[[ Material provided open ]]

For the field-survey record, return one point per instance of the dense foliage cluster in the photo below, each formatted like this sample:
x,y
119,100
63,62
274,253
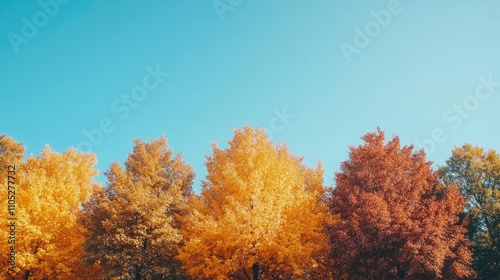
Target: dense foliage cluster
x,y
261,214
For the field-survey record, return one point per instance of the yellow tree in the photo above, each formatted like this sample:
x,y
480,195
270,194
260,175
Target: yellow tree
x,y
132,225
50,190
261,214
11,156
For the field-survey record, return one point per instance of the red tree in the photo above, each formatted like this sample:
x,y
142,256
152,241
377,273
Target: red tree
x,y
396,219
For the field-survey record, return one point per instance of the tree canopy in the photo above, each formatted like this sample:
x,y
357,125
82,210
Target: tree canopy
x,y
477,174
397,220
260,215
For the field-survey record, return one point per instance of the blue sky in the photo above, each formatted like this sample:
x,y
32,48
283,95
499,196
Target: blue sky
x,y
338,69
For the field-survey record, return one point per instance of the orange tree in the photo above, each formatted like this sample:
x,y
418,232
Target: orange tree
x,y
50,190
260,215
397,220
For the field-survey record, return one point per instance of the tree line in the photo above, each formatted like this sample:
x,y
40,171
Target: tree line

[[ Material provided closed ]]

Give an exact copy of the listing, without its pictures.

For the field-survey record, return one point per instance of the dense foliage cluster in the photo below, each formatted like this sample:
x,y
119,100
63,62
274,253
Target: dense foliage cluster
x,y
261,214
For the field-survey record, return one point per instance of the yellow tree in the photo above, each formatted like this sample:
x,y
480,195
270,194
260,175
Target: yellow tree
x,y
132,225
50,190
261,214
11,156
For the field-survey record, return one point per instance of the red tree in the photo above, each formatted like this sample:
x,y
142,256
152,241
377,273
Target: red tree
x,y
396,219
For the field-survey record, return one point per instance of the tree canopy in the photo above, each formatted like this sample:
x,y
357,125
82,210
Target: tree canopy
x,y
477,174
397,220
260,215
For the field-survey record, return one point per instance of the blue sky in the photo above, each formatted like this sample:
x,y
32,48
283,95
499,196
Target: blue sky
x,y
338,69
For the field-survey record, return one point per instance of the orange tree in the photo above, each formatted like this sample:
x,y
418,232
Target: orange tree
x,y
50,190
260,215
397,220
For the field-survey record, return one point per instance of the tree line in the photo above, each formatted like this sample:
x,y
40,171
Target: tree line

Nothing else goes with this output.